Document passage:
────
2. The relevant facts in a nutshell are that the appellant had made an application for allotment of 10 acres of land for the purpose of utilizing the same for construction of buildings to accommodate its Regional Processing Unit, Currency Chest Training Centre, Call Centre, Staff Quarters, etc. Vide the allotment letter dated 15.02.2013, the KIADB allotted 4.5 acres of land in Plot No.11 of the Bengaluru Hardware Park [subject plot] on a lease-cum-sale basis for a period of 10 years. The tentative cost of the plot was Rs. 1.80 crores per acre. 20% of the tentative cost of the subject plot was to be paid within 30 days of the allotment and 80% was to be paid within 180 days, i.e., on or before 13.08.2013. The appellant paid a sum of Rs. 1.80 crores on 26.07.2012 being 20% of the tentative cost of the subject plot and Rs. 6.30 crores towards the balance 80% of the tentative cost of the plot on 27.09.2013. Thereafter, KIADB issued a confirmatory letter of allotment dated 12.08.2014 and also put the appellant in possession of the subject plot vide Possession Certificate dated 27.12.2014. Vide the terms of the allotment, the appellant was inter alia required to take possession of the land within 30 days of making full payment; execute the lease-cum-sale agreement within 30 days of the Possession Certificate; and commence production within 24 months from taking possession of the plot.
3. The KIADB vide letter dated 23.03.2016 enclosed a copy of the draft lease-cum-sale agreement [agreement], requiring the appellant to have the same duly signed. However, the appellant responded to the same requesting certain changes to be made in the draft of the said agreement sent by KIADB. Various correspondences were exchanged between the parties with regard to finalization of certain clauses in the said agreement. However, there was no resolution with regard to the same. KIADB, vide letter dated 27.01.2018 informed the appellant that modifications as sought for in the said agreement cannot be considered. The appellant, vide letter dated 17.05.2022 sought for further extension of 3 years for implementation of the project. The KIADB vide communication dated 20.12.2022 [impugned communication] cancelled the allotment made in favour of the appellant due to non-adherence of the time schedule of the terms and conditions of allotment i.e., not executing the said agreement and implementing the project within the stipulated time. The appellant, being aggrieved by the impugned communication filed the subject writ petition.
────
Available data:
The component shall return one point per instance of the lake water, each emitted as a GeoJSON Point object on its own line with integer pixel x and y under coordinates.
────
Written instruction A:
In the land allotment passage, how much land did KIADB allot to the appellant, and in which plot?
Written instruction B:
Continue the passage on the KIADB land allotment from where it stops.
The listing is separate material, unrelated to the land allotment passage.

Final result A:
4.5 acres in Plot No.11 of the Bengaluru Hardware Park.

Final result B:
4. The appellant had, inter alia, contended before the learned Single Judge that the notice under Section 34-B of the Karnataka Industrial Areas Development Act, 1966 [KIAD Act] was required to be issued, which was admittedly not done. The learned Single Judge held that the procedure contemplated under Section 34-B of the KIAD Act is to be followed after execution of the lease-cum-sale agreement and not prior to. The learned Single Judge also held that the appellant was not agreeable to clause 5.2(iii) and clause 10(1)(a) of the lease-cum-sale agreement as also clause 20(b) of the said agreement and hence, admittedly, the lease-cum-sale agreement had not been executed for more than 10 years since the issuance of the letter of allotment. Accordingly, the learned Single Judge dismissed the writ petition.
5. The learned Senior Counsel Sri.K.G.Raghavan appearing along with Sri Tejas S.R., for the appellant contends that the procedure under Section 34-B of the KIAD Act was required to be followed and the appellant ought to have been issued a notice before cancellation of the allotment. It is further contended that the finding of the learned Single Judge that the appellant was not in possession of the allotted plot, is erroneous being contrary to the material on record. That the KIADB had admittedly put the appellant in possession of the subject plot. Hence, the learned Senior counsel seeks the allowing of the writ petition and quashing of the impugned communication.
6. Per contra, Sri Shashi Kiran Shetty, learned Advocate General appearing for the respondent - KIADB submits that the learned Single Judge was justified in dismissing the writ petition having regard to the admitted position that the appellant had not executed the lease-cum-sale agreement despite nearly 10 years having elapsed from the date of the allotment. It is further contended that the learned Single Judge had rightly dismissed the writ petition, which order ought not to be interfered with by this Court in the present appeal.
7. The essential factual matrix is undisputed, inasmuch as the appellant was allotted the subject plot vide allotment letter dated 15.02.2013. Consequent to the appellant paying the cost of the subject plot, the KIADB issued a confirmatory letter of allotment dated 12.08.2014 whereunder, the appellant was, inter alia, called upon to take possession of the subject plot and Possession Certificate dated 27.12.2014 was issued.
8. As per the terms of the allotment letter dated 15.02.2013 the appellant was required to adhere to the time schedule indicated in the standard conditions attached to the allotment letter. The said time schedule is as under:
9. The aforesaid time schedule indicates that the possession of the land was to be taken 30 days from the date of making full payment; the lease-cum-sale agreement was to be executed within 30 days from the date of receipt of Possession Certificate; and production was to be commenced 24 months from taking possession of the land.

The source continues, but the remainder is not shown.